═════ Data section

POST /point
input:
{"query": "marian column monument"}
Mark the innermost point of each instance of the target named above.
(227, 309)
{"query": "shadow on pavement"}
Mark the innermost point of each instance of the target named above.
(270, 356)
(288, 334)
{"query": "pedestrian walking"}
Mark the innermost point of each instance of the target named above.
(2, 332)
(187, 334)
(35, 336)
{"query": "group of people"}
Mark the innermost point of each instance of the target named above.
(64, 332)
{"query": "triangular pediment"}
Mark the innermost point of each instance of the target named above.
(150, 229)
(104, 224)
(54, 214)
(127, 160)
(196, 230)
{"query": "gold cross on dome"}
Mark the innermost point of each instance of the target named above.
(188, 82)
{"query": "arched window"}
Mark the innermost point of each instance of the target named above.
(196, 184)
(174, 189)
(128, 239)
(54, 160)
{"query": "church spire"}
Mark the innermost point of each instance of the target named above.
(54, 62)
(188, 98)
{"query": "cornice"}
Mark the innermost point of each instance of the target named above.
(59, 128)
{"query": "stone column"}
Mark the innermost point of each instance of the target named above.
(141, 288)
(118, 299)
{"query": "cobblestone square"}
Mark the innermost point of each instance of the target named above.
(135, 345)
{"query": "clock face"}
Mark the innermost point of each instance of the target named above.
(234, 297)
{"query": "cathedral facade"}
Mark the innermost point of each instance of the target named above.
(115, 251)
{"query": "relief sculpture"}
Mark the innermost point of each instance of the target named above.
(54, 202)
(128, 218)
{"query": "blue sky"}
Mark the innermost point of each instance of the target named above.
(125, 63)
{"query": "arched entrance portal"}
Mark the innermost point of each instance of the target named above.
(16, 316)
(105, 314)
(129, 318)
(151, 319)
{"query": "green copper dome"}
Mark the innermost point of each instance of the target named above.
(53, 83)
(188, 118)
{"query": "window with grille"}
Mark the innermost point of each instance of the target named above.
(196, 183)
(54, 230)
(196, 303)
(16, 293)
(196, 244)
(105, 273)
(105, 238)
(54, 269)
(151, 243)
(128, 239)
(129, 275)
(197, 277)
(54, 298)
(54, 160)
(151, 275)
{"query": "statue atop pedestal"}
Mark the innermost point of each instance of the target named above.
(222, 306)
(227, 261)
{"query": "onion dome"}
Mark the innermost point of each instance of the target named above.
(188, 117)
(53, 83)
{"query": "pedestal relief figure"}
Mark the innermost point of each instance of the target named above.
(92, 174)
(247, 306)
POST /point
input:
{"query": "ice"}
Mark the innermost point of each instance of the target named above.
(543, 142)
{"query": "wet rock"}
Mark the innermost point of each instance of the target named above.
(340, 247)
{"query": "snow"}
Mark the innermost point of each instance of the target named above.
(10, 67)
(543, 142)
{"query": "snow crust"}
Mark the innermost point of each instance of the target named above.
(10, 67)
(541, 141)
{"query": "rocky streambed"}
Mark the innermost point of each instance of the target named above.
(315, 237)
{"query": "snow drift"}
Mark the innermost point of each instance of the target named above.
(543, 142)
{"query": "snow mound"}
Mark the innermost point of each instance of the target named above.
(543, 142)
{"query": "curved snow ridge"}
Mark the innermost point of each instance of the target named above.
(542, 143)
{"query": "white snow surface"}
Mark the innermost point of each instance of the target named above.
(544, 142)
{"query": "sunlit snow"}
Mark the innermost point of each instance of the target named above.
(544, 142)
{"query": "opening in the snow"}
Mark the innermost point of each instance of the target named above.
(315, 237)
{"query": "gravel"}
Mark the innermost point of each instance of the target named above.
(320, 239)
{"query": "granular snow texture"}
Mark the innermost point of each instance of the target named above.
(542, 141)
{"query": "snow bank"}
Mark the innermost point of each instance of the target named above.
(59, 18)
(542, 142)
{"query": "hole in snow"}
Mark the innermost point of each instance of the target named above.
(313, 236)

══════════

▸ Given request:
How many lines of the listing above contain the string "snow", counting case? Reply with the number alone.

▸ Result:
11